== THE EXERCISE ==
Carry on the forum thread below about bringing a hedgehog into Brazil by plane, starting right after its last line.
-- TEXT SECTION start --
# Tinking of transporting a hedgie



## hpmmarcondes (Apr 15, 2013)

Hello. I live in brazil now for about 3 years and i recently discoverd that selling ou buying hedgehogs turned iliguel 2 years ago (as the same time i wanted to get another hedgie). so i have been tring meaningless to get one here, and the only way possible is if i enter the country with one. the only option that i see is going to argentina (i normally go there for visits) and taking him with me back to Brazil. but the plane ride is about 3 hours and i dont think they allow any animal to go with you. so, i would have to risk him going in the carier (wich i thing is cold, yes? not to meantion the 2 000 dollars fee). But what i really want to know is, would hedgehog be ok in the carier? is it too strasefull for the hedgehog? 

ps; sorry bout my inglish

thanks


----------



## Kelcey (Mar 28, 2013)
-- TEXT SECTION end --
-- SOURCE DATA start --
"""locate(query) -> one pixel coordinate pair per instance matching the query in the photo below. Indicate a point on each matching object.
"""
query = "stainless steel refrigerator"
-- SOURCE DATA end --
== OUTPUT ==
I think anyone on here is going to suggest that not getting a hedgehog in an area where they are illegal is best. What do they do if they catch you? if they euthanize the animals they find, that would be a big risk to take for the hedgehog.


----------



## hpmmarcondes (Apr 15, 2013)

its.not iliguel if you already own the hedgie. but you do have to pay the 2k fee to be.authorized


----------



## Kelcey (Mar 28, 2013)

I'm not sure what the temperature would be, but Im sure there is something you could buy to keep him warm just for three hours. As far as stress, I don't think it would be harmful depending on the airplane carrier conditions.. You would need to ask them about the conditions where they keep the animals.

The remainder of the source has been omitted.